Nos últimos dois anos, uma expressão do filósofo sul-coreano Byung-Chul Han, que muito me agrada, se disseminou - “Sociedade do Cansaço” - e creio que ela sintetiza o espírito do nosso atual modelo social. Para o filósofo, vivemos um tempo de excesso: de consumo, de trabalho, de desempenho, de performance, de positividade.
Diferentemente de outrora, não há mais somente um chefe exigente que controla nosso desempenho nos mínimos detalhes, nós internalizamos O Chefe, viramos tiranos de nós mesmos.
Não há dúvidas de que essa exigência constante de desempenho nos assola, nos causa estresse. Afinal, se decepcionarmos esse chefe que nos habita, decepcionaremos a nós. Se as metas impostas - às vezes, as chamamos de "nossos sonhos" - são difíceis de serem cumpridas, o chefe que nos espreita nos cobrará, da forma mais ditatorial possível, esse desempenho.
"Você é fraco, preguiçoso, não faz nada que preste", diz esse chefe. Até mesmo nos momentos de prazer e de puro ócio, a angústia nos abate: há sempre a lembrança daquele relatório que ficou pela metade, da mensagem não respondida, das horas extras que serão necessárias cumprir na próxima semana, “eu deveria estar estudando”, "eu deveria, deveria, deveria..." etc.
Esse chefe surge como o "peso de consciência": ele nos fiscaliza e nos julga - com o nosso próprio olhar - até nos momentos mais lúdicos. A vergonha de si se instala, a crença na alta performance em tempo integral se torna o novo dogma social e o cansaço e a autovigilância cobram sua dívida: estresse, depressão, ansiedade, automedicação. São, sim, tempos doentes e adoecedores.

○ ○ ○ ○ ○ ○ ○

Tarefas a realizar –
• 1. Verifique se cada afirmação abaixo está de acordo com o texto sobre a Sociedade do Cansaço. Responda sim ou não e cite literalmente as palavras do texto que decidem cada caso.
(a) Byung-Chul Han é apresentado como filósofo sul-coreano.
(b) Nos momentos de prazer e de ócio, a angústia deixa de se manifestar.
(c) Hoje o desempenho é controlado apenas por um chefe externo exigente.
• 2. Prossiga o texto sobre a Sociedade do Cansaço a partir da última frase.
As entradas provêm de uma fonte distinta do texto.

Dados fornecidos –
○ ○ ○ ○ ○ ○ ○

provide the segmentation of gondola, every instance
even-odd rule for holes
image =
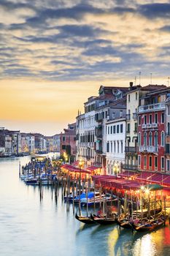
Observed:
[[[128,219],[115,219],[115,222],[120,226],[120,227],[123,227],[126,229],[132,229],[132,226],[128,220]]]
[[[85,224],[94,224],[95,223],[90,217],[82,217],[82,216],[78,216],[77,213],[75,215],[75,218],[77,219],[78,219],[80,222],[85,223]]]
[[[163,225],[165,225],[165,218],[163,216],[153,220],[147,221],[143,225],[135,225],[134,223],[131,223],[133,230],[138,232],[152,231],[161,227]]]
[[[91,219],[98,224],[100,225],[111,225],[111,224],[115,224],[115,219],[116,216],[115,214],[113,214],[112,216],[96,216],[96,215],[90,215]]]

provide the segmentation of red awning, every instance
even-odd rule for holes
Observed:
[[[90,166],[90,167],[87,167],[87,170],[96,170],[96,169],[101,169],[101,167],[97,167],[97,166]]]

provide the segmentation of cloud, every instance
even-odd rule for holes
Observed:
[[[169,18],[170,17],[170,4],[153,3],[142,4],[139,6],[138,11],[147,19]]]

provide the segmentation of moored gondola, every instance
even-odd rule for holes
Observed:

○ ○ ○ ○ ○ ○ ○

Respostas –
• 1.
(a) Sim: "do filósofo sul-coreano Byung-Chul Han".
(b) Não: "Até mesmo nos momentos de prazer e de puro ócio, a angústia nos abate".
(c) Não: "não há mais somente um chefe exigente que controla nosso desempenho nos mínimos detalhes, nós internalizamos O Chefe, viramos tiranos de nós mesmos".

• 2.
E, diante de deste cenário, chegam em nossos consultórios de Psicologia pessoas querendo melhorar ainda mais sua performance, a deixar de lado o “mimimi” e viverem uma vida com menos estresse. Normalmente, essas pessoas não se questionaram sobre o entorno, não se questionaram se há algo podre no Reino da Dinamarca. Como autômatos, buscam fórmulas mágicas para se encaixarem, cada vez mais, em uma sociedade adoecida - sem tecer um questionamento sobre esta.
Do lado de cá, os psicólogos que bem sabem que não é sinal de saúde se adaptarem 100% a uma sociedade doente, explicam, incansavelmente, que a terapia não tem por função formar nenhum “normótico”. Nenhuma boa terapia contribuirá para a normalização de processos sociais adoecedores.
Terapia também não é uma fuga efêmera da realidade - nem sempre é relaxante, nem sempre é prazerosa - busca-se a parcela de responsabilidade de cada um na manutenção desse estresse para que se alcance a mudança desejada.
Sim, embora não seja o que aprendemos, quando o nosso bem-estar é a moeda de troca, nem toda dívida precisa ser paga - é preciso negociar. Há nisso um grande potencial de redenção.
*Este texto reflete, exclusivamente, a opinião da autora.